**GIVEN INSTRUCTION**
Reproduce the records verbatim, beginning at the line that contains "Indicate the dark" and ending after the line that contains "x=511, y=284". Copy nothing before or after that span.

**DATA LISTING**

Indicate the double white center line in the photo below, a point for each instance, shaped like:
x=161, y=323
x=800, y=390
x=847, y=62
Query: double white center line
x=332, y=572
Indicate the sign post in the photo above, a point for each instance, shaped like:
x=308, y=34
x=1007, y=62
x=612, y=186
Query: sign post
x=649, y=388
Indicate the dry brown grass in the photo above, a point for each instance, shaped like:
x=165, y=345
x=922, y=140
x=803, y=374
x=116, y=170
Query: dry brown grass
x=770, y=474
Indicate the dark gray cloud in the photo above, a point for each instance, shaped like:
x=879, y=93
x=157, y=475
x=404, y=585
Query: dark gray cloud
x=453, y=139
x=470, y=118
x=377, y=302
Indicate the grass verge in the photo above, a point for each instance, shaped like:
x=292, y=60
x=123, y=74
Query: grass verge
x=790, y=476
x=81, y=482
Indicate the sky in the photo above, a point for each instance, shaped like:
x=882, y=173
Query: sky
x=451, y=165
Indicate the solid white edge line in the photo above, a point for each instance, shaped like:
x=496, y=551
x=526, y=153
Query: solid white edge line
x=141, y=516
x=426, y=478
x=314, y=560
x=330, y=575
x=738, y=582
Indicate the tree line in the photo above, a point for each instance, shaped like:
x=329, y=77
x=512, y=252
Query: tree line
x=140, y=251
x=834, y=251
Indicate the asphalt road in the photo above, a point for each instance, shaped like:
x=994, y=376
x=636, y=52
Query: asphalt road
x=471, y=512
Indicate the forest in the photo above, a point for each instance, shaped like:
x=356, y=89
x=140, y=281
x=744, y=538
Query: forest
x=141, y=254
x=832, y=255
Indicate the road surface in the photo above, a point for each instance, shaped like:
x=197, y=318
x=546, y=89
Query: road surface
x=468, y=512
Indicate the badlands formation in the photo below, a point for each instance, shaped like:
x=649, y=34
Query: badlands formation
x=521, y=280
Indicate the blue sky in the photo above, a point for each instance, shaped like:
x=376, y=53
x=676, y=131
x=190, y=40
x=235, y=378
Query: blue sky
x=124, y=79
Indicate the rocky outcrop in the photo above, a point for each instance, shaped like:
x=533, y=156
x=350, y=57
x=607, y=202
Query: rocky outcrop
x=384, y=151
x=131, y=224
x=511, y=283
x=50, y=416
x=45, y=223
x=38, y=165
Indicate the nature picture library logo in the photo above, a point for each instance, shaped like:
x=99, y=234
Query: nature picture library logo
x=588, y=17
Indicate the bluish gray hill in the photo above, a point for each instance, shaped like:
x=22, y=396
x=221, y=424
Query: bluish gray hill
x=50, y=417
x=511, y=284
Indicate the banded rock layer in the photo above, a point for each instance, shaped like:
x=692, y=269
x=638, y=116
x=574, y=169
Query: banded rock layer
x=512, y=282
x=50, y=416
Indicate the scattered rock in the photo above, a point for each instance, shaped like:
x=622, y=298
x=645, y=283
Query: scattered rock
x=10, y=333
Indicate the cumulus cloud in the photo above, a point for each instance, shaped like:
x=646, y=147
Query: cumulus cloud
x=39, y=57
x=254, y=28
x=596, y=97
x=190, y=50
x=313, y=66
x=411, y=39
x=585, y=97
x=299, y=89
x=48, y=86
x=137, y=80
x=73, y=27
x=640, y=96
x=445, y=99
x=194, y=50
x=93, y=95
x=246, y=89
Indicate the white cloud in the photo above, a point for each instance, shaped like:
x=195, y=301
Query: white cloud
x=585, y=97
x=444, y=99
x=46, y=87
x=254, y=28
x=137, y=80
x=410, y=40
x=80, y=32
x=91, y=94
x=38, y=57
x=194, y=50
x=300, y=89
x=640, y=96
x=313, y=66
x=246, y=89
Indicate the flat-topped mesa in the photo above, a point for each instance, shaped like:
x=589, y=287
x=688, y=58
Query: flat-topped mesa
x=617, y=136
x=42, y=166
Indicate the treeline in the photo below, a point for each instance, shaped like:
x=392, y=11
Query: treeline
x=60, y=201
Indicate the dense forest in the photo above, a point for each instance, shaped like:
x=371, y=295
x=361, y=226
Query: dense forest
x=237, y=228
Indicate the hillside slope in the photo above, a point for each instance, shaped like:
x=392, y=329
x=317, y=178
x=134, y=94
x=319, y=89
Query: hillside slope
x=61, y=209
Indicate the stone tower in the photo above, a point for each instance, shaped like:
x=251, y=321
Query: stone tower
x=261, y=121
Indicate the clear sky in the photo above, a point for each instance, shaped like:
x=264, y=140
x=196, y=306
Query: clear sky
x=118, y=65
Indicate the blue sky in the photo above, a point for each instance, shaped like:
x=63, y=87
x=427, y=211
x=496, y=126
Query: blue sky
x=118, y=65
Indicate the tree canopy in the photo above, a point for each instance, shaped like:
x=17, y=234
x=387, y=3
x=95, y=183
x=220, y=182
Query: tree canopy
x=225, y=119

**ANSWER**
Indicate the dark gray cloud in the photo above, a point for each instance, shaped like:
x=879, y=93
x=157, y=475
x=404, y=585
Query: dark gray cloud
x=453, y=139
x=470, y=118
x=377, y=302
Indicate the grass verge in the photo above, a point for each instance, shaped like:
x=292, y=60
x=123, y=74
Query: grass verge
x=790, y=476
x=81, y=482
Indicate the sky in the photo above, a point for each instance, shaped like:
x=882, y=173
Query: sky
x=451, y=165
Indicate the solid white edge line in the photo above, a point for each instance, shaped like:
x=496, y=551
x=526, y=153
Query: solid white edge line
x=141, y=516
x=426, y=478
x=314, y=560
x=330, y=575
x=738, y=582
Indicate the tree line in the photo above, a point for each instance, shaped like:
x=329, y=77
x=512, y=252
Query: tree line
x=140, y=251
x=834, y=251
Indicate the asphalt road in the photo above, a point for each instance, shaped like:
x=994, y=376
x=636, y=52
Query: asphalt road
x=471, y=512
Indicate the forest in the photo above, a point for each instance, shaped like:
x=356, y=89
x=140, y=281
x=744, y=538
Query: forest
x=141, y=254
x=832, y=255
Indicate the road surface in the photo above, a point for each instance, shaped like:
x=197, y=318
x=546, y=89
Query: road surface
x=468, y=512
Indicate the badlands formation in the photo below, a point for each instance, shaped like:
x=649, y=34
Query: badlands formation
x=521, y=280
Indicate the blue sky in the photo above, a point for each instance, shaped like:
x=376, y=53
x=676, y=131
x=190, y=40
x=235, y=378
Query: blue sky
x=124, y=79
Indicate the rocky outcrop in the photo above, a point for each instance, shaped like:
x=533, y=156
x=350, y=57
x=607, y=202
Query: rocky outcrop
x=384, y=151
x=131, y=224
x=511, y=283
x=50, y=416
x=45, y=223
x=38, y=165
Indicate the nature picture library logo in the photo above, a point for each instance, shaped like:
x=99, y=234
Query: nature picture library logo
x=588, y=17
Indicate the bluish gray hill in the photo above, a point for each instance, shaped like:
x=22, y=396
x=221, y=424
Query: bluish gray hill
x=50, y=417
x=511, y=284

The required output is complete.